**TAREFAS A REALIZAR:**
• 1. Responda a estas perguntas com base no texto sobre os artistas representados:
(a) Onde e em que ano nasceu Cátia Mingote?
(b) Qual é o título do projecto apresentado por Cláudia Rita Oliveira?
(c) Na luta pela independência de que territórios Amílcar Cabral foi um dos principais responsáveis?
• 2. Retome o texto sobre os artistas representados a partir da última frase apresentada.

**TEXTO DE ESTUDO:**
Curadoria: Ana Janeiro e Bruno Pelletier Sequeira
ARTISTAS REPRESENTADOS
Cátia Mingote
O trabalho de Cátia Mingote radica na ideia de registo pessoal e de memória colectiva. Nascida na antiga colónia portuguesa de Moçambique em 1973, Cátia Mingote cedo conviveu e se interessou pela reiterada presença e existência de imagens e de objectos familiares que registavam situações e momentos de vida desenrolados entre Portugal e África. Fortemente motivada a reflectir sobre as características simbólicas, singulares e partilhadas das experiências vividas e das memórias revividas de gerações com percursos de vida entre Portugal e África, neste projecto, intitulado Lourenço Marques, interessou-lhe indagar esse legado simbólico construindo um projecto de trabalho assente na construção de uma narrativa que oscila entre realidades, contextos espaciais e temporais diversos, entre as imagens da memória e a presença dos objectos num novo quotidiano presente.
Cláudia Rita Oliveira
“Continuidade entre dois seres descontínuos” é o título do projecto apresentado por Cláudia Rita Oliveira. Numa alusão directa à obra “O Erotismo” de G. Bataille, cujo tema é o erotismo e a morte, a experiência de substituir a descontinuidade dos seres por um sentimento de continuidade profunda, Cláudia Rita aborda o poder criativo, ficcional e subjectivo da memória através de um grupo de imagens marcadamente pictóricas e plásticas que representam a ideia de casal, a existência de uma relação amorosa entre dois seres através de um retrato de gestos, de expressões e impressões que consubstanciam uma entidade própria num momento efémero, entre a continuidade e descontinuidade, a eternidade e efemeridade.
Diogo Bento
O projecto de investigação de Diogo Bento constitui uma homenagem à resistência e sobrevivência da memória de Amílcar Cabral, um dos principais responsáveis pela luta, libertação e independência da Guiné e de Cabo Verde. Sendo clara a necessidade de preservar e revisitar a vida e a obra de Amílcar Cabral, a sua proposta de construção de um arquivo dedicado a coleccionar documentos relacionados com o seu legado, sejam fotografias, suportes áudio, vídeo e alguns objectos, constitui uma investigação que não tem o propósito de formar uma narrativa com rigor documental e/ou histórico. À luz das práticas artísticas de alguns autores contemporâneos que têm desenvolvido projectos baseados na apropriação de imagens documentais e na releitura desse legado, Diogo Bento revela assumidamente o desejo de construir uma ficção geradora de novos significados assente numa visão parcial, reflexiva, sobre a vida de Amílcar Cabral.

**DADOS FORNECIDOS:**
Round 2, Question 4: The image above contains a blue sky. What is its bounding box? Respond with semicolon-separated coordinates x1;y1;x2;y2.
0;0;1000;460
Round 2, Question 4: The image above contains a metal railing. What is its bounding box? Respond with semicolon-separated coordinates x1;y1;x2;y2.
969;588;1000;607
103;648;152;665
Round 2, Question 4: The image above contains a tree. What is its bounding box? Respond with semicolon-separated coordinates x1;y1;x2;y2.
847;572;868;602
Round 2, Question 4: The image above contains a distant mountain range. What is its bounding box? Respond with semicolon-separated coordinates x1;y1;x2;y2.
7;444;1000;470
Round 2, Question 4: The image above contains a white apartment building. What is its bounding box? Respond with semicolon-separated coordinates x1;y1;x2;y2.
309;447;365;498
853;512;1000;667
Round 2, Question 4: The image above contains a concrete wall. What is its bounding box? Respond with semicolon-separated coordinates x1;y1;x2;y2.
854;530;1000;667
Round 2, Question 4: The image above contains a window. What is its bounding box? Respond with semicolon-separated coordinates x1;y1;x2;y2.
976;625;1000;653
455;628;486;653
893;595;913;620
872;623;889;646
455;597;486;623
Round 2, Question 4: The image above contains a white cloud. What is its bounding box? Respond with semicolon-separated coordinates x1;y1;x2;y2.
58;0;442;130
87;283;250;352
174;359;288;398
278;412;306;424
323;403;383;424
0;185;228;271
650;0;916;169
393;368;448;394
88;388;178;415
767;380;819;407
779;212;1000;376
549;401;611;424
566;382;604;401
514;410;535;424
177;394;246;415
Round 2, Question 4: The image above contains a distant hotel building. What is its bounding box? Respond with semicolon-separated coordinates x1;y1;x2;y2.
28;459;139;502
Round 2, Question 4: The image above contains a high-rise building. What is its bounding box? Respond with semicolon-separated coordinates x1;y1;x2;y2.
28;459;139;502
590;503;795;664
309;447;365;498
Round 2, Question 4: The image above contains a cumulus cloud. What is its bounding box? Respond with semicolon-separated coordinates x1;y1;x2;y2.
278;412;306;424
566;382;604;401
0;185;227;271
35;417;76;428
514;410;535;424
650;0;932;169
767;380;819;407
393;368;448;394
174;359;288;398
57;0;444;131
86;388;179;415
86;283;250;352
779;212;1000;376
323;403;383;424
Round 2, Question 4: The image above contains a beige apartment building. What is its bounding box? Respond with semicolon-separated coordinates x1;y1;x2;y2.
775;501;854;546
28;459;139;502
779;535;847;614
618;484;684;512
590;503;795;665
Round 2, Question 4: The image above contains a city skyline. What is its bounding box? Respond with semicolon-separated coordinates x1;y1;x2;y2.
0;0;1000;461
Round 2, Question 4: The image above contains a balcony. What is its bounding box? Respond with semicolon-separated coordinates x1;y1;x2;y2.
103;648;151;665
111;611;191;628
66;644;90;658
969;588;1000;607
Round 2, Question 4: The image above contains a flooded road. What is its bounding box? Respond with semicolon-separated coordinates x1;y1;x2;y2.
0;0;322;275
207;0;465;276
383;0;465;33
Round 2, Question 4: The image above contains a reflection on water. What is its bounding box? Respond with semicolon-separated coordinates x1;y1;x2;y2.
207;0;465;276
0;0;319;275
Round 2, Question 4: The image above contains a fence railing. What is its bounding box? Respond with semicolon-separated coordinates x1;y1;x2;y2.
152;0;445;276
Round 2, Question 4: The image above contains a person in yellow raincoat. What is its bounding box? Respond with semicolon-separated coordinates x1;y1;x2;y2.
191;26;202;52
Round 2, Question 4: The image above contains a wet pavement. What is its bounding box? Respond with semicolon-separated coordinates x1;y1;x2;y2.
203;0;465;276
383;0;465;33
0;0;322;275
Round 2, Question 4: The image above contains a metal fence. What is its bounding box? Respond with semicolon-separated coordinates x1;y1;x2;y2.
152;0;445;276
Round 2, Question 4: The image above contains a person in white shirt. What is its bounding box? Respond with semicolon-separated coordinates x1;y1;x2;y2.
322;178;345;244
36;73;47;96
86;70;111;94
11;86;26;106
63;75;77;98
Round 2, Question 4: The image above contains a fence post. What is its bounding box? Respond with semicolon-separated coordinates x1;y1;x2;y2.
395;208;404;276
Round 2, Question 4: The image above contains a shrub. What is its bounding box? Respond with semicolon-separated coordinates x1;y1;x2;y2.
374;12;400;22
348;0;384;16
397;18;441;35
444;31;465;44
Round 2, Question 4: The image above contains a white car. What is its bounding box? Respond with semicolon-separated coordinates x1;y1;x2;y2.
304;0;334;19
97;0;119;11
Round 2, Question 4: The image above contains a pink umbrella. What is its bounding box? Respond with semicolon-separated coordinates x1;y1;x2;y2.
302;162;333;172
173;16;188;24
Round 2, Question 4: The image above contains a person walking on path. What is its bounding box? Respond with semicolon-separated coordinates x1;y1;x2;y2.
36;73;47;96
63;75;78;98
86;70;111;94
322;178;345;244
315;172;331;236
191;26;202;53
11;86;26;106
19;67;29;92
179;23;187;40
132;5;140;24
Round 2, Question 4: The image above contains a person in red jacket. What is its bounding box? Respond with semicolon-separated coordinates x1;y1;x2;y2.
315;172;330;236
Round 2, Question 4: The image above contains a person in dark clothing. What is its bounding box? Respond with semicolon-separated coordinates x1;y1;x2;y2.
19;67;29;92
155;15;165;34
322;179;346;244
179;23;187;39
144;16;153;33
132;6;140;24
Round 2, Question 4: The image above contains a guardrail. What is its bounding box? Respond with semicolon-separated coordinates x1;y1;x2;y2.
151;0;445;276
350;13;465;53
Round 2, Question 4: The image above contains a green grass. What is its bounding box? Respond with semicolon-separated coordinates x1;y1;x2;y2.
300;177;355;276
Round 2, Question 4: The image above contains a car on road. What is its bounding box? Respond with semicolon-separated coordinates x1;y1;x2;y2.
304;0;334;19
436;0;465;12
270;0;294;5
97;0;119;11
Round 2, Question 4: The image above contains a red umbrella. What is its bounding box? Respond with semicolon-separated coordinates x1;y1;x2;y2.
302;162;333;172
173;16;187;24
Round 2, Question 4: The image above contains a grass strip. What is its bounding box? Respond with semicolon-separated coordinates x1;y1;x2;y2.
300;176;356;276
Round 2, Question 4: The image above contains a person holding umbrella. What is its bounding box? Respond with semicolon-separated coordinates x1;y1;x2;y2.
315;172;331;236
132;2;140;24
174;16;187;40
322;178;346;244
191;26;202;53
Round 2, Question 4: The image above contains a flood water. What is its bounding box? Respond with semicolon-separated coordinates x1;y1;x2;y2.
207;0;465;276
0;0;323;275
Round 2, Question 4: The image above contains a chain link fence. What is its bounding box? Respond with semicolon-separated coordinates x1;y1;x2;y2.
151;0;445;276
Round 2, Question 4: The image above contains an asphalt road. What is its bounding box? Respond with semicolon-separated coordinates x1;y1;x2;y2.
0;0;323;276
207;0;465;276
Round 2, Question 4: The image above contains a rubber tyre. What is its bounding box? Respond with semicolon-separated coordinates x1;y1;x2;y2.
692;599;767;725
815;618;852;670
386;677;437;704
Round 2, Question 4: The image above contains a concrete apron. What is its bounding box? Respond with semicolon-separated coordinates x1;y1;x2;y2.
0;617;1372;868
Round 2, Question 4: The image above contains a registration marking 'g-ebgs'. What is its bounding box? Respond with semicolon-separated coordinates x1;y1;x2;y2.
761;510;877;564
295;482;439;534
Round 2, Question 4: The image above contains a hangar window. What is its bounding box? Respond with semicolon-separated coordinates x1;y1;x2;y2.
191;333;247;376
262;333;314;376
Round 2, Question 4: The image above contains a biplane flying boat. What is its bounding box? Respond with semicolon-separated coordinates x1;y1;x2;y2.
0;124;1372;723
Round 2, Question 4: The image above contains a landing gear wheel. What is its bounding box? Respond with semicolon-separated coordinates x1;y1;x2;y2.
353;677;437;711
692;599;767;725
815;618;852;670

**RESPOSTAS NUMERADAS:**
• 1.
(a) Na antiga colónia portuguesa de Moçambique, em 1973.
(b) "Continuidade entre dois seres descontínuos".
(c) Da Guiné e de Cabo Verde.

• 2.
Diogo Simões
A questão da identidade, da comunidade e o sentimento de pertença são abordados na obra de Diogo Simões (n. 1988, Miratejo) mediante um exercício fotográfico de registo diário de um conjunto de amigos pertencentes ao seu círculo. Nascido em Miratejo, Diogo Simões tem mantido através da sua obra artística uma forte ligação ao seu contexto envolvente, ao espaço, às pessoas, à história, ao sítio em que vive. Neste conjunto de imagens evidenciam-se formas de vida, contextos, vivências, paisagens, ambientes, estados de alma, cujo registo resulta e só é possível com um acompanhamento próximo, com uma visão não exterior a esta comunidade. São imagens relevantes do ponto de vista sociológico, provocadoras no seu significado político e social e que acima de tudo revelam, no equilíbrio discreto do seu testemunho vivencial, a naturalidade em que institui o seu olhar. Nelas Diogo Simões expõe os outros, mas não se limita a isso, joga com a força e o peso da sua contribuição biográfica.
Francisco Kessler
As fotografias apresentadas por Francisco Kessler constituem dois ensaios de um projecto fotográfico mais vasto do autor que tem como referente essencial questões políticas e ecológicas implícitas à edificação de grandes obras públicas. No caso destas imagens, trata-se da construção de uma barragem (Foz Tua) e de um aeroporto internacional (em Beja) que geram polémica: a alteração de uma paisagem ambiental considerada património da Humanidade pela UNESCO e a consequente destruição de uma linha de comunicação centenária (Linha do Tua); e a construção de uma infra-estrutura aeroportuária sem viabilidade económica. Nos dois casos, a questão situa-se na falência ou não das promessas de crescimento económico e prosperidade que suscitam debate a nível nacional e europeu.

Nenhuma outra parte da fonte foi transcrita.